[BEGIN Extract]
Orthodox Celts is a Serbian  band formed in Belgrade in 1992 which plays Irish folk music combined with rock elements. Despite their uncharacteristic genre in their home country, the band is one of the top acts of the Serbian rock scene and has influenced several younger Serbian bands, most notably Irish Stew of Sindidun and Tir na n'Og.

The band started their career performing traditional Irish songs and, gradually, introduced more and more of their own material (lyrics mostly written by the band's frontman Aleksandar "Aca Celtic" Petrović, music mostly written by band's violinist Ana Đokić). All their lyrics are in English, but the group has composed some purely instrumental songs as well. The band traditionally celebrates St. Patrick's Day with a large concert in Belgrade. The band also traditionally performs on the Belgrade Beer Fest, and is the only act that has appeared on every Belgrade Beer Fest so far (except Belgrade Beer Fest 2004, when a part of the program was cancelled due to technical problems).

Band history

1990s
During the mid-1980s, Dušan Živanović, drummer of the pub rock band Roze Poze (Pink Poses), wanted to form a band which would perform cover versions of Irish folk songs. Even though he had partially managed to fulfill this idea through some of the songs recorded by Roze Poze, in 1992 he took up playing the accordion and, with Ana Đokić (violin) and Dejan Lalić (mandolin, banjo, tin whistles), formed a band which performed occasionally at clubs. The band had their first official public appearance on Saint Patrick's day in 1992, at the British Council. At the end of the following year, vocalist Aleksandar Petrović, also known as Aca Celtic, joined the band and they started performing more often. The band had their first performance with Petrović on 9 November 1993 in Belgrade Youth Center. Soon the band was joined by Vladan Jovković on guitar and Dejan Jevtović on bass.
[END Extract]
[BEGIN Information shown]
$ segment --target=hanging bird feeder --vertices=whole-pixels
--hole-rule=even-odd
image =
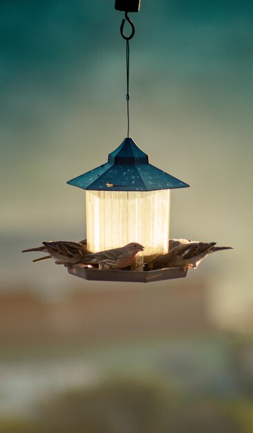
[END Information shown]
#### Exercise tasks
1 – According to the Orthodox Celts history, when and where did the band first perform with Aleksandar Petrović?
2 – Name every person the Orthodox Celts history identifies as a member of that band.
3 – Continue the Orthodox Celts history after its final sentence.

#### Expected results
1 – On 9 November 1993, at the Belgrade Youth Center.

2 – Dušan Živanović, Ana Đokić, Dejan Lalić, Aleksandar "Aca Celtic" Petrović, Vladan Jovković, Dejan Jevtović

3 –
The band released their debut self-titled album in 1994, featuring cover versions of twelve Irish folk songs. Among the covers appeared the songs "The Wild Rover", "The Irish Rover", "Weela Weela Walya", "All For Me Grog", "Poor Old Dicey Riley", football chant "A Grand Old Team", and others. The album featured Viktorija Jevtić on vocals, Sava Đustibek on guitar, Predrag Guculj on bass guitar and Lusila Gluščević on flute. The band presented the album on a series of concerts, mainly in Belgrade's Club of Technical Sciences Students. The band also had acoustic sets in chamber arrangement. At the same time, the band started writing their own songs, keeping up with the existing musical style. On September 15, 1995, at Synagogue in Novi Sad, they held a performance with the band Pachamama, which performed Latin American music. The recording of the concert was released on the split live album Muzičke paralele (Musical Parallels) in 1996.

For the next album, The Celts Strike Again, the band, beside the cover versions of traditional songs, included two of their own songs, "Drinking Song" and "Blue". As guests on the album appeared actress Ana Sofrenović who did vocals on the track "Loch Lomond", vocalist of the band Vampiri Aleksandar Eraković, who did backing vocals, member of the band Stočari Branko Vitas, who played banjo, Pachamama member Miljan Mihaljčić, who played khene and thin whistle, and Renesansa member Žorž Grujić, who played zurla and Serbian bagpipes. Three promotional videos were recorded for the album, for "Drinking Song", "Star Of The County Down" and the title track. In 1997, the band, with jazz and world music singer Madame Piano, recorded the song "Galija" ("Galley"), which was released on her album Predeli (Landscapes). At the time, the band presented their new member, Dejan Popin (tin whistles), and started working on their new release. In September 1998, the band represented FR Yugoslavia on the GEA ethnic music festival in Salonica.

Green Roses, released in 1999, featured sixteen songs, half of which were covers of traditional songs, and the other half their original songs. The album was produced by Aleksandar Radosavljević, and as guests appeared Dragoljub Marković (keyboards), Aleksandar Eraković (keyboards) and Goran Stojković (backing vocals). Promotional videos were recorded for the tracks "Rocky Road to Dublin / Down The River", "Merry Sisters", "Far Away", and the title track. In 2000, the band performed across Serbia on the protest rallies against the regime of Slobodan Milošević.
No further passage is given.